Thanks for the response! I know what you mean about the nested classes and the look of the code. I can target 3.x so that is definitely good to know. I had used generation before and there are some good tools out there, but none for free that solved this specific problem :) I had written some reflection before for a different problem in which I had only the XML and not any official XSD nor the DB. I might cave and buy an XMLSpy or similar license, but then I'll miss out on learning the trials and tribulations of this whole process. I have used MyGeneration and XSLT for going the other way (SQL DB to XML) and that was fine. But I think the problem this time is that I already have both the schema and the data model which strangely enough seems harder than only having one of them! Getting them to fit together just seems a bit tedious.

[Box-labeled dataset extracts]

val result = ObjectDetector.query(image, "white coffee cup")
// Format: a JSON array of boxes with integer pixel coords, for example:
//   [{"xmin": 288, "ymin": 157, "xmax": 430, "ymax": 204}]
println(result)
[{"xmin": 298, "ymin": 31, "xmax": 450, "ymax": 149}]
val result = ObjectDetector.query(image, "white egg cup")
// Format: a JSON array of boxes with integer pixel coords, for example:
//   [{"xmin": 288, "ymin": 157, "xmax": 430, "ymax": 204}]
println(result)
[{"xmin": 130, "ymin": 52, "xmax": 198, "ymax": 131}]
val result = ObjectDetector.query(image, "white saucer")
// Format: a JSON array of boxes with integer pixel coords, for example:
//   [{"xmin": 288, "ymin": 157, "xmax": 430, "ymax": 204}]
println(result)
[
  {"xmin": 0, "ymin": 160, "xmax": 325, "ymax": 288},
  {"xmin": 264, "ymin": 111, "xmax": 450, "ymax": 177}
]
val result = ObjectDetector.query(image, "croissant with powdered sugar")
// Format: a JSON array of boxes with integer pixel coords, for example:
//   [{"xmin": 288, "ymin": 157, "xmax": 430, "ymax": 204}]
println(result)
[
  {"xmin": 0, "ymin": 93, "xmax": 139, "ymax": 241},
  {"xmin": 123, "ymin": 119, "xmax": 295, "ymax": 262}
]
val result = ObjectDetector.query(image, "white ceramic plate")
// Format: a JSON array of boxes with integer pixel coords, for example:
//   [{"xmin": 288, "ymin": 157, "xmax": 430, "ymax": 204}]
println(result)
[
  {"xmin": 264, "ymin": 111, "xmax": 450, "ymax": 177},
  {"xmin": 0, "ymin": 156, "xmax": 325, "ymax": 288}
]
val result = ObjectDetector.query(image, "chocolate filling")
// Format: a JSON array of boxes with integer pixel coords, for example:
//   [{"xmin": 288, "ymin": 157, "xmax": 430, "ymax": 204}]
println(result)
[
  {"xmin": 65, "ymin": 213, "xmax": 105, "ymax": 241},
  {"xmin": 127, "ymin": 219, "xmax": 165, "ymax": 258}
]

*PROBLEM 1:* According to the forum reply about XML schemas and data models, which tools did the writer use to go from a SQL database to XML?
*PROBLEM 2:* Go on with the forum reply about matching an XML schema to an existing data model, starting after its last sentence.

*TASK RESULT 1:* MyGeneration and XSLT.

*TASK RESULT 2:*
dojohansen

Also, I don't know the SportsML schemas or the database, but you might want to check if the native ADO.NET datasets can be made to load these xml documents. Upon re-reading your original posting it seems to me that your primary goal is to minimize the development effort, and datasets might work quite well for this purpose. Another interesting possibility is to make a SportsML reader that implements the IDataReader interface - then you can use SqlBulkCopy to bulk insert the data. This gives you the best performance and is fairly easy to do if you can base the object on an existing IDataReader implementation. For example, we wanted to copy some data efficiently from one DB to another. The data included some parent-child relations, so a foreign key in table Child would refer to a row in Parent. And the keys were IDENTITY values provided by each database, so they would be different in each database. To deal with this I wrote a simple TransformingDataReader class based on SqlDataReader, which already implements IDataReader. Since SqlDataReader is sealed I couldn't inherit from it, but I just embed a reader in my class and delegate most of the interface implementation to that object, like this:

...
public void Close()
{
sqlDataReader.Close();
}
public DataTable GetSchemaTable()
{
return sqlDataReader.GetSchemaTable();
}
public bool NextResult()
{
return sqlDataReader.NextResult();
}
public void Dispose()
{
sqlDataReader.Dispose();
}
...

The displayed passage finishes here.